--- Text section ---
▼

Friday, 18 November 2011

'All that Remains... the teenagers of Socialism' , Waterside Project Space Gallery, Exhibition Review, 2010

Text by Mihaela Varzari

Stefan Constantinescu's participation at ‘All that Remains…the Teenagers of Socialism’ show, Waterside Project Space Gallery

As part of the exhibition ‘All that Remains… the Teenagers of Socialism’ at Waterside Project Space Gallery, curated by Maxa Zoller, the artist Stefan Constantinescu’ double participation with a short film and an installation, becomes emblematic for the entire show. A significant piece within his body of work, the short ‘Trolleybus 28’ becomes analogues with a constant negotiation between his personal memories and Romania’s communist past during the 70’s and 80’s. Showed for the first time at Venice Biennial 2009, within the Romanian Pavilion, the short was part of the exhibition ‘Seductivness of the Interval’ and was curated by Alina Serban. The film was well received at the time and it later travelled to Renaissance Society, University of Chicago, as part of the same exhibition.
   The 20minutes long film is the first from a series of 7 and addresses couple relationship issues and taboos. A man in his late 30’s gets on a trolleybus in Bucharest makes a phone call from his mobile phone but the conversation gradually resumes to life threatening, intimidation, bullying and shouting. A lady in her 50’s seating next to the person is visibly becoming increasingly irritated and embarrassed with the situation but shows a refrained posture. The man makes a second phone call when the violence of the language spills out with vehemence in a nonchalant manner and ‘I kill you and your family’, ‘shut up your trap’, ‘you stupid whore’ is everything he has to say. Then he makes a third and a fourth phone call. Every time he makes a phone call, we get the impression that the person at the other end somehow manages to calm him down but without too much success, as one phone call follows the other.

▲

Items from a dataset
▼

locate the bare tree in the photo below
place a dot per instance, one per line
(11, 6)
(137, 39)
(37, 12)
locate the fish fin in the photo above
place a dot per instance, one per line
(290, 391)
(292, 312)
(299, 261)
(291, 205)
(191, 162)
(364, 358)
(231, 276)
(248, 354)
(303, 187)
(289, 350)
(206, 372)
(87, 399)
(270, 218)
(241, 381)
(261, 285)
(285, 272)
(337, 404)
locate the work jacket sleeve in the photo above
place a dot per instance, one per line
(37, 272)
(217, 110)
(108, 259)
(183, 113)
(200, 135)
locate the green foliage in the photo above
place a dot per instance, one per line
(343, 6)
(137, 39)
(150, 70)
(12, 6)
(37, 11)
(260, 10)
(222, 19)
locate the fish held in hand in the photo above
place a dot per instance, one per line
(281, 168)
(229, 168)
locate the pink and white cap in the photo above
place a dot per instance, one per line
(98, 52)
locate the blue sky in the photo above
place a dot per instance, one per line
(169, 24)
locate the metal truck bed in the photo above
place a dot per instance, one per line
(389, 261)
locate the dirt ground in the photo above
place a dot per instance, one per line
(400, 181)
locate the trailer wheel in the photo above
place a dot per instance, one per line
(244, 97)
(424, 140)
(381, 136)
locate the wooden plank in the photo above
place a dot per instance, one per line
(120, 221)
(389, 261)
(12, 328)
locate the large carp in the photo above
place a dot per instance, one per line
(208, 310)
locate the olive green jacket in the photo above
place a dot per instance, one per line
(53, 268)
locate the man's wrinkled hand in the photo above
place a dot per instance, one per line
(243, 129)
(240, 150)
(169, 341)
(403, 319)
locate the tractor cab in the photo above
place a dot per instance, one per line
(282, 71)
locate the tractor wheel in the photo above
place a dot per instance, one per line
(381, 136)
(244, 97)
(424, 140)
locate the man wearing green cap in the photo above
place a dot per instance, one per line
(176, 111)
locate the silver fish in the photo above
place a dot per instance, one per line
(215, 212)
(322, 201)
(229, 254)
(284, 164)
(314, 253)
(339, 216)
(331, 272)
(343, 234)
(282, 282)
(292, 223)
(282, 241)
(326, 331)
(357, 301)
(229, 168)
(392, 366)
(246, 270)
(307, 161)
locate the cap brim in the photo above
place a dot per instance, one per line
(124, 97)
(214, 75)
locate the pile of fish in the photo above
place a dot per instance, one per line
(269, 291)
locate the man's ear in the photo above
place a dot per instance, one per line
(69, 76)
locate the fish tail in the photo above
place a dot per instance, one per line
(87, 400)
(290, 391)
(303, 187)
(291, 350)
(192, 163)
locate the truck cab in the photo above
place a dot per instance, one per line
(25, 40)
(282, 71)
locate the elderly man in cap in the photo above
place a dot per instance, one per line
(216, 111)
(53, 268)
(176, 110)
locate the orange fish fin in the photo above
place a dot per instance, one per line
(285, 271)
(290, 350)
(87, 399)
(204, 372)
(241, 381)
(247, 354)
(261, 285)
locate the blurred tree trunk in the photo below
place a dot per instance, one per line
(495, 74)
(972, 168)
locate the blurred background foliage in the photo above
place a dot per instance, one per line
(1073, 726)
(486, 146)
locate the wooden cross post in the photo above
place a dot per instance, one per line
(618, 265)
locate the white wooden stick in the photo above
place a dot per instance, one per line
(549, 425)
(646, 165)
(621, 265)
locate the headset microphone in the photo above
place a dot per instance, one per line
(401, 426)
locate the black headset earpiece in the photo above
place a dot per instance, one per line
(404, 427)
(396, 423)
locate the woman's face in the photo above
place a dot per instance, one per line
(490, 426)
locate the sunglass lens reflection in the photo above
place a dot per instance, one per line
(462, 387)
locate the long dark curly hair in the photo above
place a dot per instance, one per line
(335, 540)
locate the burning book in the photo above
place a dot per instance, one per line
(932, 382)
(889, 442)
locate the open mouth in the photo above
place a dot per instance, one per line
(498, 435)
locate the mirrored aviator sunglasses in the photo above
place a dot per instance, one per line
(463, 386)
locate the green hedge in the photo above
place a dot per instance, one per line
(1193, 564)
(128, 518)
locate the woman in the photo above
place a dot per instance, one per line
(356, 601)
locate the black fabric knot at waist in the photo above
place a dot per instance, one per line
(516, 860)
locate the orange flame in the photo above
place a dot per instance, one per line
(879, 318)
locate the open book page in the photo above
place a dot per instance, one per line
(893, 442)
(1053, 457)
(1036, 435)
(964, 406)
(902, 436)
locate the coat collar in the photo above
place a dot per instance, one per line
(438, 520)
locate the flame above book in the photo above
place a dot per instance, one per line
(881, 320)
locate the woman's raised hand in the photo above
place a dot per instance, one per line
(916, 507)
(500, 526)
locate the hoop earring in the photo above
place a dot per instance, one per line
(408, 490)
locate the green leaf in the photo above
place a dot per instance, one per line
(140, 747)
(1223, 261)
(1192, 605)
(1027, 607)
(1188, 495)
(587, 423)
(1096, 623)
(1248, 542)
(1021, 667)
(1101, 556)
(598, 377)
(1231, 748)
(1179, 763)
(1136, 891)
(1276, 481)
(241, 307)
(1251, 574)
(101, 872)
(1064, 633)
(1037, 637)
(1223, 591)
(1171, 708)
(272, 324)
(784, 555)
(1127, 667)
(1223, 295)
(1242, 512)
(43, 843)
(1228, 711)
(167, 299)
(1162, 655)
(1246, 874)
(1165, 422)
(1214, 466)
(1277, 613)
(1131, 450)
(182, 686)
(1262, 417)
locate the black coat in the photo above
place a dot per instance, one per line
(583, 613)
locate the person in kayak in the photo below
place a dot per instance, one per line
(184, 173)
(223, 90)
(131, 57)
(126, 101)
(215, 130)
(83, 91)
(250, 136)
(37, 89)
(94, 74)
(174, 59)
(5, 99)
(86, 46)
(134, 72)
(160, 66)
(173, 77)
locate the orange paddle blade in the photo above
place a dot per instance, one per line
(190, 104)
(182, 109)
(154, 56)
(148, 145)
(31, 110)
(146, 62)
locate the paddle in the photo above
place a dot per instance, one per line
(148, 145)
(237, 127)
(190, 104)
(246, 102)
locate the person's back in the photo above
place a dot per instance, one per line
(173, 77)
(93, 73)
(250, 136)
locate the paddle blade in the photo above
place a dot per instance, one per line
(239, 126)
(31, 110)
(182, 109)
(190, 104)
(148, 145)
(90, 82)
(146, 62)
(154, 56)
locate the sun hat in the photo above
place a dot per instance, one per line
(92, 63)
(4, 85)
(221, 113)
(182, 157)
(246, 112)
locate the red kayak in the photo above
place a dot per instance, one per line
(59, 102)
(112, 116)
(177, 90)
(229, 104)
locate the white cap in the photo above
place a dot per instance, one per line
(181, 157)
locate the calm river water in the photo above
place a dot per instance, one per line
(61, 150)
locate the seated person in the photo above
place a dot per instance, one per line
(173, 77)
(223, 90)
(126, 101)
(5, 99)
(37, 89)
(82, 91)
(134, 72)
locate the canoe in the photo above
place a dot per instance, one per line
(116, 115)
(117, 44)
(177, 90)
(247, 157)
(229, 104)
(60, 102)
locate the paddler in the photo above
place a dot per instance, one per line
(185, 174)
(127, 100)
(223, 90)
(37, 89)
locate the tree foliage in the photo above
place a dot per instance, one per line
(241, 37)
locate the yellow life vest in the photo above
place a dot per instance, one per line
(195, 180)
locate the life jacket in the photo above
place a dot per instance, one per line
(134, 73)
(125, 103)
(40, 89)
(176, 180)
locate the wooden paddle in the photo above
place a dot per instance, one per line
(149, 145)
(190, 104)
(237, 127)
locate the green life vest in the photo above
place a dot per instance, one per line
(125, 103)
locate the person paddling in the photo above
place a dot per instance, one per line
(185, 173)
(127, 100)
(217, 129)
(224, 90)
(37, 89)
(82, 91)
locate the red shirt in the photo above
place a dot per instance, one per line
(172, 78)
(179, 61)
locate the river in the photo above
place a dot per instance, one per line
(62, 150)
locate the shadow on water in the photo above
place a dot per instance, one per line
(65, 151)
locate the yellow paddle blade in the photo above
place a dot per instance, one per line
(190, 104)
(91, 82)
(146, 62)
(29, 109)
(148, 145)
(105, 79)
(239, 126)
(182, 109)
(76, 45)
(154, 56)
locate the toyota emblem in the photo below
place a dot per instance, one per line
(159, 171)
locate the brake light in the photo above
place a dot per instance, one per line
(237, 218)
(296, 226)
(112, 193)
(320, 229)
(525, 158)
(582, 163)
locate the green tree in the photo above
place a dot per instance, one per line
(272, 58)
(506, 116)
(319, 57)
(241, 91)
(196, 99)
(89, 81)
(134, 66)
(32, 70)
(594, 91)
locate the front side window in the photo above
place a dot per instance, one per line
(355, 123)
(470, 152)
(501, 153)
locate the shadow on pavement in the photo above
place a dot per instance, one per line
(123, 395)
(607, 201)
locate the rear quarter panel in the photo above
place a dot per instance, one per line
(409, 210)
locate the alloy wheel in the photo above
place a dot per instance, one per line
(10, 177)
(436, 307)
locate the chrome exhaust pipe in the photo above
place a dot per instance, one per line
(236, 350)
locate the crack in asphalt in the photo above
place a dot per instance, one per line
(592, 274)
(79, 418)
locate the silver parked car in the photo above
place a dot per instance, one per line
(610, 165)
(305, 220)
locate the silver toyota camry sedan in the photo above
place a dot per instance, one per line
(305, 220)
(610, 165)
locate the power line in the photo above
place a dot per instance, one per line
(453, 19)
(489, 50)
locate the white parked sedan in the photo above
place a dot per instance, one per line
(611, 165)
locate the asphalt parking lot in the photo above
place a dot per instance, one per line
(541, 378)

▲

--- Work to do ---
(1) Answer these questions using the exhibition review:
(a) Who curated the exhibition at Waterside Project Space Gallery?
(b) Where and when was "Trolleybus 28" first shown?
(c) How long is the film, and how many films are in the series it begins?
(2) Write a continuation of the exhibition review, picking up after its final sentence.

--- Outputs in order ---
(1)
(a) Maxa Zoller.
(b) At the Venice Biennial 2009, within the Romanian Pavilion.
(c) It is 20 minutes long and is the first in a series of 7.

(2)
Film still from Trolleybus 92, courtesy to the artist
   After spending 20 years away from his native country, Constantinescu becomes self-reflexive in trying to understand himself as the product of a certain era, a social structure and a political system. The physical resemblance to the character is not incidental, as the artist admitted. The scene is, to a certain extend, a re-enactment of a similar situation witnessed by the artist three times on the trolleybus 92 in Bucharest. The angry man is the artist himself, he too feels like bullying, abusing and intimidating but does not allow it due to self-censorship. As peculiar this type of interaction might seem, seen in the light of power relationship within a political regime, it actually universalizes the victim abuser pattern, where the victim avoids assuming responsibility and the abuser reiterates this type of hierarchy. But what makes one a victim? How can one be a victim in an abusive relationship when no outside reality is known? This kind of inquest is reminiscent of the entry scene of the Romanian film ‘Mic Test’ (1980) by Mircea Danieluc, where a young female after being beaten up and raped by some man, wakes up the next day alone, hostage in a flat and starts cleaning and tiding up. Is this the case of serene acceptance or mute endurance on behalf of the victim or the person in question is so used to violence to the point that she either gets used to it or she thinks is deserved somehow and does not allow herself to voice it. Oppression was a crucial feature of social existence and after '89 becomes primarily, like in Constantinescu’s film, a problem of psyches confronting each other in society. To take this debate further on psychological realms, the obscenity and vulgarity of the language predict the strive for recognition on behalf of the individual which under a totalitarian regime is crushed under its weight. The individual becomes mute and insignificant without rights and when allowed to speak would do anything to make him/herself heard. This is characteristic for 90’s Romanian films where the violence of the language is unprecedented, attitude which becomes less obvious in the new millennium ‘s films. Or is an attempt at damasking a deeply macho-istic society, which would make Constantinescu a feminist.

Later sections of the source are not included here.